**ФРАГМЕНТ ДОКУМЕНТА**
╔══
Позже Нидем Форт свой мрачный рассказ сделал более подробным.
«Джеффри Диксон, который был среди первых, кто ушел из жизни, более чем за час до этого начал сходить с ума, он бессвязно говорил, что у них нет никакой надежды и все они вот-вот умрут. Он сидел до подмышек в воде, через какое-то время начал опускать голову в воду, пытаясь утопиться; другие удерживали его; через некоторое время он, казалось, погрузился в сон, затем постепенно глаза открылись, и по неестественному положению его тела второй помощник понял, что он мертв. Он и еще один моряк аккуратно подняли его над бортом шлюпки и бережно столкнули в море.
Многие из кочегаров попали в шлюпку прямо из котельного отделения и были одеты только в жилеты и рубашки. Они первыми и уходили из жизни.
Сиббит был следующим в этой цепочке. До войны он продавал церковную утварь. Он был хладнокровным, спокойным и собранным, но потерял все надежды на спасение, хотя и сидел-то на самом носу, – не до такой степени был погружен в воду, как все. Он заснул, и в следующий момент я понял, что все кончено.
╚══
**ПРЕДСТАВЛЕННЫЕ ДАННЫЕ**
╔══
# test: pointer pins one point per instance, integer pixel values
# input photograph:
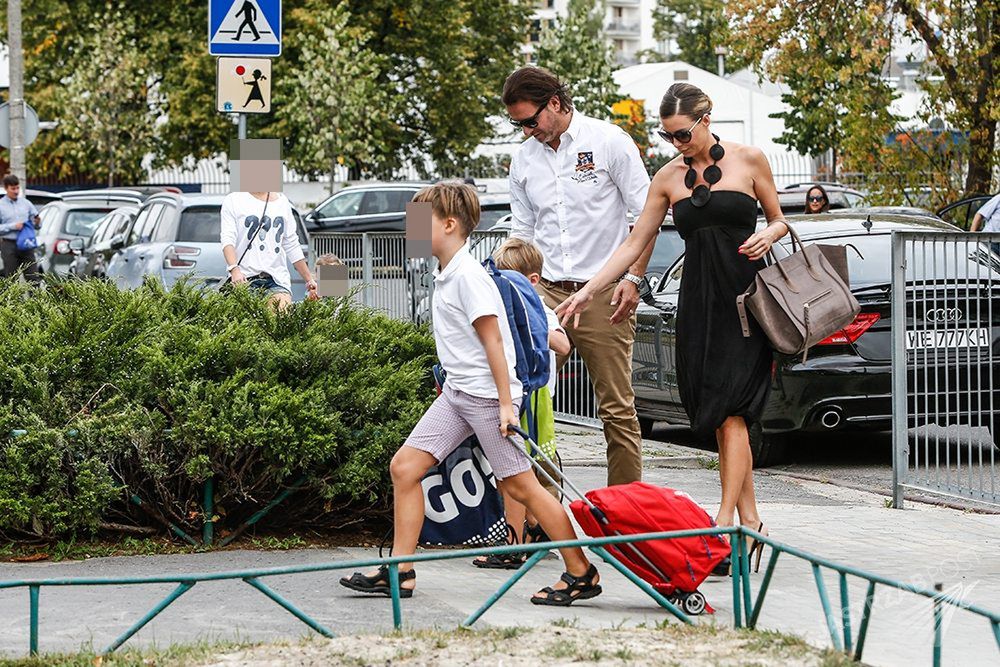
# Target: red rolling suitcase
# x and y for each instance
(673, 567)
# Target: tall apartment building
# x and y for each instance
(628, 27)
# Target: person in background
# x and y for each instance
(817, 201)
(266, 218)
(987, 219)
(15, 212)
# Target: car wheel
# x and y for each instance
(768, 449)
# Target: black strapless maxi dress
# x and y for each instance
(719, 372)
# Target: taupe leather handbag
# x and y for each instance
(801, 299)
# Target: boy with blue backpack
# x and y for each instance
(482, 394)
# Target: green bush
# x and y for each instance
(151, 392)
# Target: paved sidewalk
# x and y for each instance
(922, 545)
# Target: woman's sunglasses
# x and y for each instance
(681, 136)
(531, 122)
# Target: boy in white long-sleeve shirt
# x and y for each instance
(267, 218)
╚══
**ВАША ЗАДАЧА**
Перепишите слово в слово часть фрагмента документа между словами «Сиббит был следующим» и «что все кончено.» включительно.

**РЕШЁННАЯ ЗАДАЧА**
Сиббит был следующим в этой цепочке. До войны он продавал церковную утварь. Он был хладнокровным, спокойным и собранным, но потерял все надежды на спасение, хотя и сидел-то на самом носу, – не до такой степени был погружен в воду, как все. Он заснул, и в следующий момент я понял, что все кончено.